Tasks for this exercise:
(A) Quote the light-field display excerpt word for word, from "Fig. 1. The" up to and including "the training process.".
(B) Using the light-field display excerpt, answer the following questions:
(i) What frame rate does the proposed method achieve for real-time 3D light-field display in 8K resolution?
(ii) Which network does the super-multiview integral imaging scheme in [20] use to up-sample the low-resolution 3D images?
(iii) After foreground areas selection, into what are the chosen EIs batched?
(C) Continue the light-field display excerpt, beginning immediately after its final sentence.

Source excerpt:
Here, the two-stage method is proposed to achieve real-time 3D light-field display based on path tracing and image SR. To generate a 3D image fast, the first stage is to generate a low-resolution 3D image based on path tracing, which can provide a high-quality image with less time, and then a lite CNN based on GAN is used to super-resolve the low-resolution 3D image to a high-resolution 3D image in the second stage. In order to prevent crosstalk among different EIs, each EI is segmented and super-resolved individually with a well-trained CNN. To further accelerate the second stage, a foreground selection scheme based on ray casting is proposed to reduce the computation of SR. Finally, the output EIs are collected to synthesize the high-resolution 3D image. Experimental results demonstrate that the validation of our proposed method. Real-time 3D light-field display in 8K resolution can be realized over 30fps. Meanwhile, the SSIM value of the 3D images can be over 0.90. Therefore, it is believed that our method can contribute more to real-time 3D light-field display in the future.

The schematic comparison is shown in Fig. 1. In the traditional path tracing method, the high-resolution 3D image is directly generated using path tracing, as shown in Fig. 1(a). Since many rays are required for rendering, it is hard to achieve real-time 3D image generation at 8K resolution. Although the super-multiview integral imaging scheme proposed in [20] uses FSRCNN to up-sample the low-resolution 3D images, as shown in Fig. 1(b), it is not appropriate for real-time 3D image generation due to three problems. Firstly, an ECVIR-based algorithm is used to synthesize low-resolution 3D images, which takes much time on sub-aperture image generation with redundant spatial information. Secondly, although the FSRCNN is a real-time SR algorithm, its performance on image quality is not satisfactory. Thirdly, this method directly up-samples the low-resolution EIA into high-resolution EIA, which not only results in crosstalk among different EIs, but also incurs memory explosion at 8K resolution. Our method firstly utilizes path tracing for fast low-resolution 3D image generation, and a lite SR network based on GAN is proposed to perform real-time and high-quality image restoration simultaneously. Particularly, each EI is independently up-sampled to avoid possible perspective crosstalk and memory explosion. Furthermore, a selection strategy of foreground EIs is presented to improve the rendering performance based on ray casting, as shown in Fig. 1(c).

Fig. 1. The process of (a) traditional method path tracing, (b) super-multiview integral imaging scheme [20], and (c) our proposed method.

Download Full Size | PDF

2. Method

The overall approach of our proposed method is illustrated in Fig. 2. Firstly, the positions and orientations of the sparse virtual camera array are correctly established, and then multi-view images are generated and used to synthesize a low-resolution encoded image based on path tracing. After foreground areas selection, the chosen EIs are batched into a light-weight generator CNN for super-resolving. Finally, the outputs of the generator CNN are used to recompose the high-resolution 3D image, and meanwhile the outputs are input into an adversarial CNN for image quality improvement in the training process.

Data lines:
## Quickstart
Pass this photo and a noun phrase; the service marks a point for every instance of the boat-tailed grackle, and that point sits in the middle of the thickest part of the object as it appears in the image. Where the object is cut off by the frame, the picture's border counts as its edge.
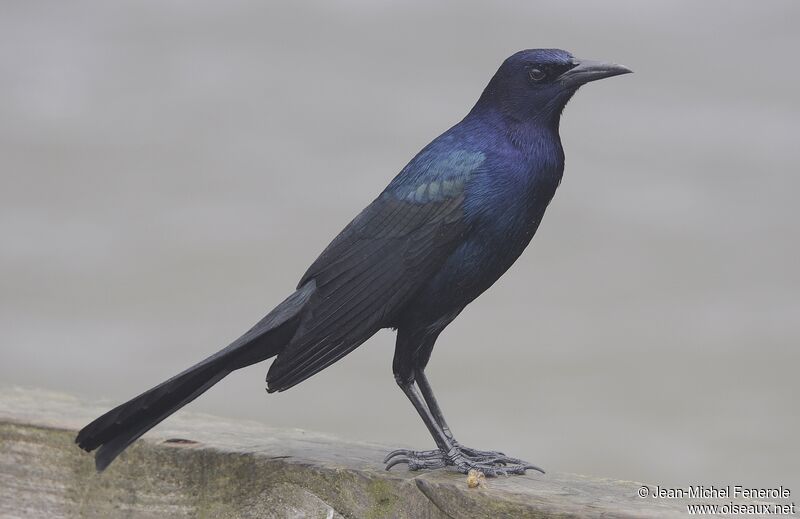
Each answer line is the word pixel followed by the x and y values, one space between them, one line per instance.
pixel 442 232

Answers per task:
(A)
Fig. 1. The process of (a) traditional method path tracing, (b) super-multiview integral imaging scheme [20], and (c) our proposed method.

Download Full Size | PDF

2. Method

The overall approach of our proposed method is illustrated in Fig. 2. Firstly, the positions and orientations of the sparse virtual camera array are correctly established, and then multi-view images are generated and used to synthesize a low-resolution encoded image based on path tracing. After foreground areas selection, the chosen EIs are batched into a light-weight generator CNN for super-resolving. Finally, the outputs of the generator CNN are used to recompose the high-resolution 3D image, and meanwhile the outputs are input into an adversarial CNN for image quality improvement in the training process.

(B)
(i) Over 30fps.
(ii) FSRCNN.
(iii) A light-weight generator CNN for super-resolving.

(C)
Fig. 2. The overall approach of our proposed method.

Download Full Size | PDF

2.1 Path tracing and pixel encoding

Path tracing is a fundamental process to render multi-view images from 3D models. With a virtual camera array, multi-view images can be generated by path tracing. To obtain the encoded 3D image, the pixels of multi-view images should be rearranged, which can be fused in path tracing by setting the orientations and directions of launched rays from the virtual camera array. In order to reduce the processing time of path tracing, this stage is used to generate low-resolution 3D images.

Path tracing is a probabilistic method to generate images with general bidirectional reflectance distribution functions (BRDFs), which launches rays from the camera and traces them back to the luminaire [22,23], as shown in Fig. 3(a). The rendering equation of path tracing [24] is expressed as

(1)$${L_s}({{\boldsymbol k}_o}) = \int_{i = 1}^n {\rho ({{\boldsymbol k}_i},{{\boldsymbol k}_o}){L_f}} ({{\boldsymbol k}_i})\cos {\theta _i}d{\sigma _i}, $$

where k_i is the direction of the incident light, k_o is the outgoing direction, and ρ(k_i, k_o) is the BRDF. L_s(k_o) is the surface radiance in the direction k_o, and L_f(k_i) is the field radiance in the direction k_i. θ_i is the angle between k_i and the normal direction in the surface, and dσ_i is the solid angle of L_f (k_i). To solve the integral problems, Monte-Carlo integration is used for approximate integration by random samples

(2)$$\int {f(x)d\mu \approx \frac{1}{N}\sum\limits_{i = 1}^N {\frac{{f({x_i})}}{{p({x_i})}}} }, $$

where x_i is the random point, and p(x_i) is the probability density function of x_i. N is the number of samples. To make a more precise approximation, N should be as large as possible. Meanwhile, f(x_i)/p(x_i) is expected to have a low variance. Based on Monte-Carlo approximation, Eq. (1) can be rewritten as

(3)$${L_s}({{\boldsymbol k}_o}) \approx \frac{1}{N}\sum\nolimits_{i = 1}^N {\frac{{\rho ({{\boldsymbol k}_i},{{\boldsymbol k}_o}){L_f}({{\boldsymbol k}_i})\cos {\theta _i}d{\sigma _i}}}{{p({{\boldsymbol k}_i})}}}. $$

Fig. 3. Schematic diagram of path tracing. (a) The process of path tracing using virtual camera arrays. (b) Multi-view images.

Download Full Size | PDF

In order to capture multi-view images, path tracing is used to generate images from different perspectives with a virtual camera array, as shown in Fig. 3(a). Furthermore, the multi-view images are illustrated in Fig. 3(b).

To obtain EIA images for the 3D light-field display, the pixel encoding process should be applied in multi-view images. In practice, path tracing can perform pixel encoding by setting up the orientations and directions of launched lights from the virtual camera array.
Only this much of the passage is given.